Task :: Print each line exactly, beginning with the one where "Query: bicycle pedal" appears and ending at the last line below.

[Referring expression pointing data]
[Start of section]

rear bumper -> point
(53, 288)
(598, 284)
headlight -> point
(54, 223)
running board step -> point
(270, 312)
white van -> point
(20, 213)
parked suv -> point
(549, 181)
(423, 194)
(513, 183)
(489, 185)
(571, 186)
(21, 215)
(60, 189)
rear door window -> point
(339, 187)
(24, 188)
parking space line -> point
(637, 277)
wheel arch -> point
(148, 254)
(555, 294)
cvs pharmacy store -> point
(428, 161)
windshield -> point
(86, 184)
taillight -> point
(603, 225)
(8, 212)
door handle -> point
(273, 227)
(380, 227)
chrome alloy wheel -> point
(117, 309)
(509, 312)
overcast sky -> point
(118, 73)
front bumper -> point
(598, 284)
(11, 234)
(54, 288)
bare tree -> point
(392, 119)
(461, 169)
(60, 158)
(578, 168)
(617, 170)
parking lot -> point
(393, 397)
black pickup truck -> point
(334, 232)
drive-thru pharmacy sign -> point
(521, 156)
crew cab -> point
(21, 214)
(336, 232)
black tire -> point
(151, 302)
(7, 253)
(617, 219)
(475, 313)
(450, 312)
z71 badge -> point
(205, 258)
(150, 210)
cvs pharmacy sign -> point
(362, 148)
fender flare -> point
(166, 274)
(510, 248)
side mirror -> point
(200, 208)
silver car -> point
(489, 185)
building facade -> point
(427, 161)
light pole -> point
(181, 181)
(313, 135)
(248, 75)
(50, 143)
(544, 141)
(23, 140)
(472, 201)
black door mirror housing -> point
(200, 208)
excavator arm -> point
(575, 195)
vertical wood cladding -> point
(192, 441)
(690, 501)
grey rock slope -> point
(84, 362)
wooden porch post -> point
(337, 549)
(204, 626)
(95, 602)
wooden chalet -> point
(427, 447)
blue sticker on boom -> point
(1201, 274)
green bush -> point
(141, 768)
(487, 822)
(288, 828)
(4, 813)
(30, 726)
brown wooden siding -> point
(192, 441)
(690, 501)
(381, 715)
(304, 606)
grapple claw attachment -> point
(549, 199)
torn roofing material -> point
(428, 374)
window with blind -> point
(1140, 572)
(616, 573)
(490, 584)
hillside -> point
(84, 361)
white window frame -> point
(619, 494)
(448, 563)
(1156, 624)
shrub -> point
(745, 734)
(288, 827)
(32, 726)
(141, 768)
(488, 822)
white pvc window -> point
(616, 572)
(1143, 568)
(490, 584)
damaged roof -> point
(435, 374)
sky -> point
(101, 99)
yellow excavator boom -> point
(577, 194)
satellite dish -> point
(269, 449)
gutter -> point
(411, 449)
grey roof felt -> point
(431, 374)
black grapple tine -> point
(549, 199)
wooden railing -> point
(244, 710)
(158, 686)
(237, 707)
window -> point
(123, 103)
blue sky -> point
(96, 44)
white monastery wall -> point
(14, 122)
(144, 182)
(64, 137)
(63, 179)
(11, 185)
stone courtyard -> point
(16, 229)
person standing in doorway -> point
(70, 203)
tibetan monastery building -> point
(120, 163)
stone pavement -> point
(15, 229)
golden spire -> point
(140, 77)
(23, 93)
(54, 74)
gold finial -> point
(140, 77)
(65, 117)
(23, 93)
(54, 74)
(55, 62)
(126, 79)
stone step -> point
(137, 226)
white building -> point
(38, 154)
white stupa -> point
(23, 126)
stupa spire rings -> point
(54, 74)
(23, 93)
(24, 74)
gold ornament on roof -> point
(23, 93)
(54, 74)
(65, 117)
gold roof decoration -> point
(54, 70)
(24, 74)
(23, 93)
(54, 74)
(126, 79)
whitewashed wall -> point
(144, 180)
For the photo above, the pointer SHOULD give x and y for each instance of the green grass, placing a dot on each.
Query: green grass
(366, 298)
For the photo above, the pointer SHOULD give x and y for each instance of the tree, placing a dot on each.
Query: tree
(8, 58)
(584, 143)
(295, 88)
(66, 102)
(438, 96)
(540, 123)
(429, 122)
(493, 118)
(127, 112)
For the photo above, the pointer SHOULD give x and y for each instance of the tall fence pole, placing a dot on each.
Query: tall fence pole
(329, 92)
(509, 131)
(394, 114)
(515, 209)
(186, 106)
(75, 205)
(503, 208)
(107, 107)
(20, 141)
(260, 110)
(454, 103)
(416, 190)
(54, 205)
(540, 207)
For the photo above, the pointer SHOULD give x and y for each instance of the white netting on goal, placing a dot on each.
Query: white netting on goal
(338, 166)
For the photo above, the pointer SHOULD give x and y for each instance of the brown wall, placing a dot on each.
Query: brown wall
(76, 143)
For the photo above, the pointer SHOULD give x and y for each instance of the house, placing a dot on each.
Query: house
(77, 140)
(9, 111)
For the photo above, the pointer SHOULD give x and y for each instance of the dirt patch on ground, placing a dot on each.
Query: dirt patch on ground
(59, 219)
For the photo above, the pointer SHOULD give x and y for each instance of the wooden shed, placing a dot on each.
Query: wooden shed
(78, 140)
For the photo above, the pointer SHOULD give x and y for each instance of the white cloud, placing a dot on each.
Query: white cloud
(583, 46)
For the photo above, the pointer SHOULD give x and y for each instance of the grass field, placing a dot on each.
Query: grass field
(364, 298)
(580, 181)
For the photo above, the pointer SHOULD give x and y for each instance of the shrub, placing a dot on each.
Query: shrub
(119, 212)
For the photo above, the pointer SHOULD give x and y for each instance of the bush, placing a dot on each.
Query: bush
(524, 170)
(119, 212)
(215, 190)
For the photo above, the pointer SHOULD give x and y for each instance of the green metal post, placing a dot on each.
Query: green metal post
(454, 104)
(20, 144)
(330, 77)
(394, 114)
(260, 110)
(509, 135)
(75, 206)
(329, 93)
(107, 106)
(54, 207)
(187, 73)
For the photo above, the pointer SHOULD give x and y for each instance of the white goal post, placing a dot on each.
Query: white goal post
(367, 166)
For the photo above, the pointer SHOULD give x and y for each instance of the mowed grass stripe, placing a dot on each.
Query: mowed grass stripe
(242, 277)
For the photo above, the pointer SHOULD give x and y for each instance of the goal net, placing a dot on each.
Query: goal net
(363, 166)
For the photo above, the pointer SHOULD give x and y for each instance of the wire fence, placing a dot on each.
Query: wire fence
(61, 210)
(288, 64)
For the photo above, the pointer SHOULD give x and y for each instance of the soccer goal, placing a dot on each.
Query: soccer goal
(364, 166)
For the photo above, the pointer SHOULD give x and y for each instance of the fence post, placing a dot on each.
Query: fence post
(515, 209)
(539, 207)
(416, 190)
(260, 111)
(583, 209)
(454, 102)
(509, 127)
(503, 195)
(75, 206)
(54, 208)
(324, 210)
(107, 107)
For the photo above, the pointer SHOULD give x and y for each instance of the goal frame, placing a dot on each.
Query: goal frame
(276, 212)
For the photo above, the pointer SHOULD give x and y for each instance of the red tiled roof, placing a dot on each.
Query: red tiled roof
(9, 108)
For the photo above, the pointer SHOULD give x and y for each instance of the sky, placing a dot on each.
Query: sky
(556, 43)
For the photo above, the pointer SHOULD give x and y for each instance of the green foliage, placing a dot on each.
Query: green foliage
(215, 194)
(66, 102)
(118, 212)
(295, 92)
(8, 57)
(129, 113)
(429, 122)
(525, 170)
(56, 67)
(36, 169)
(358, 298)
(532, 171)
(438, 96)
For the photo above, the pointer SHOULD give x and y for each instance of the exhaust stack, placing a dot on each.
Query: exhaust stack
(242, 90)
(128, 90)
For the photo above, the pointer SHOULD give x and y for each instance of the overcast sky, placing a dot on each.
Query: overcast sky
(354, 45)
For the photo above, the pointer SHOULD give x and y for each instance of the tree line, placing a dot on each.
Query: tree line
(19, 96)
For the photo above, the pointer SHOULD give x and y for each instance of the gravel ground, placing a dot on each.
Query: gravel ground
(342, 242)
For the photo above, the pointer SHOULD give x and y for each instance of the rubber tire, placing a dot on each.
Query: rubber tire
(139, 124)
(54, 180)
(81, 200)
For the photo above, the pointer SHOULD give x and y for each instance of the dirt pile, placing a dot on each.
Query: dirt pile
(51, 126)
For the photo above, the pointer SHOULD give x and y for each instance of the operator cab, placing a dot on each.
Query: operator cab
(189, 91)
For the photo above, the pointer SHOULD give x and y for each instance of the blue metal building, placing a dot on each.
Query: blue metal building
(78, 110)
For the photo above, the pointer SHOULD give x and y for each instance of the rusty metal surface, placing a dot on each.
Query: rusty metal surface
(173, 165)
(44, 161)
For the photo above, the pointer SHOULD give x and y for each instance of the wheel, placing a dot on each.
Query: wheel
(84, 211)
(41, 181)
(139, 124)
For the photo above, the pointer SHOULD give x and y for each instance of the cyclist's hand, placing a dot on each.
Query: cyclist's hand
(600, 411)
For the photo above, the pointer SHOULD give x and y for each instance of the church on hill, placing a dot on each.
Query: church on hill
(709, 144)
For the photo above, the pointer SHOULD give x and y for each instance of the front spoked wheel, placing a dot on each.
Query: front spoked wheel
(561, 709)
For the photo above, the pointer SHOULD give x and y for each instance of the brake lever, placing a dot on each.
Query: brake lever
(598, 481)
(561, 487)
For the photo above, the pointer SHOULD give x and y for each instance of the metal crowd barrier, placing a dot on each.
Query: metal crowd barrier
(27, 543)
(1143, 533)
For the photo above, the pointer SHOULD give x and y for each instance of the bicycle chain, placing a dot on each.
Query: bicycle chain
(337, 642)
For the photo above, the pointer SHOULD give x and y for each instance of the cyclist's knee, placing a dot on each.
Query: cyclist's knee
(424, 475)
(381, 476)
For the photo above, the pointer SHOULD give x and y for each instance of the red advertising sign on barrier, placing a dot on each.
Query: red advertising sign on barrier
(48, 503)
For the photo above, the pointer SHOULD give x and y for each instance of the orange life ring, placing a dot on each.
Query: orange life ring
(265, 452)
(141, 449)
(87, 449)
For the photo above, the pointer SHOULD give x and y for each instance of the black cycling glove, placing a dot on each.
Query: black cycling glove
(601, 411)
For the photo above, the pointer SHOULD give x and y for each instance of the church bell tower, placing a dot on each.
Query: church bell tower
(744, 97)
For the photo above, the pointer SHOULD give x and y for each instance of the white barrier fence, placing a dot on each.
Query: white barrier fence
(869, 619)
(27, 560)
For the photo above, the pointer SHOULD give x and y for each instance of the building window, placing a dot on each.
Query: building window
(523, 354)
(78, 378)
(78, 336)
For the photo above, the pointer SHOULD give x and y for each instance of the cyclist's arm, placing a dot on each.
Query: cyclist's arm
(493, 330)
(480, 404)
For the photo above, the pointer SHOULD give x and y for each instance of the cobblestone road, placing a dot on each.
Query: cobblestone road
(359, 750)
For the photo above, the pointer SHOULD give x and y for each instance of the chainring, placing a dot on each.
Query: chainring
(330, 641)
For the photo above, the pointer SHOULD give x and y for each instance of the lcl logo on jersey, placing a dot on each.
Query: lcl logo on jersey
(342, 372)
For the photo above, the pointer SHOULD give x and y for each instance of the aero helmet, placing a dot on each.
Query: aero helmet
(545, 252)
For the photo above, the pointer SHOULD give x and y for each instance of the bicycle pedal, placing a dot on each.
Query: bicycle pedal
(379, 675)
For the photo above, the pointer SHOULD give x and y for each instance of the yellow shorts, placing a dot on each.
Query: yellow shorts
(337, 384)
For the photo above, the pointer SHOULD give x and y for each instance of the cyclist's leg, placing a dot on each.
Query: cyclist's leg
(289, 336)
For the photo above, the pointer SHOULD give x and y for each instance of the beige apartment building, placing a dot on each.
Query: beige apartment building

[End of section]

Your solution ::
Query: bicycle pedal
(379, 675)
For the photo above, the pointer SHOULD give x and y for each instance of the yellow shorts, placing a dot on each.
Query: yellow shorts
(337, 384)
For the photo above, the pointer SHOULD give x and y for each instance of the cyclist's leg, placing a dot on each.
Query: cyclist's leg
(289, 336)
For the photo above, the pointer SHOULD give x and y for each instance of the beige apartment building, placing a dot on each.
Query: beige apartment building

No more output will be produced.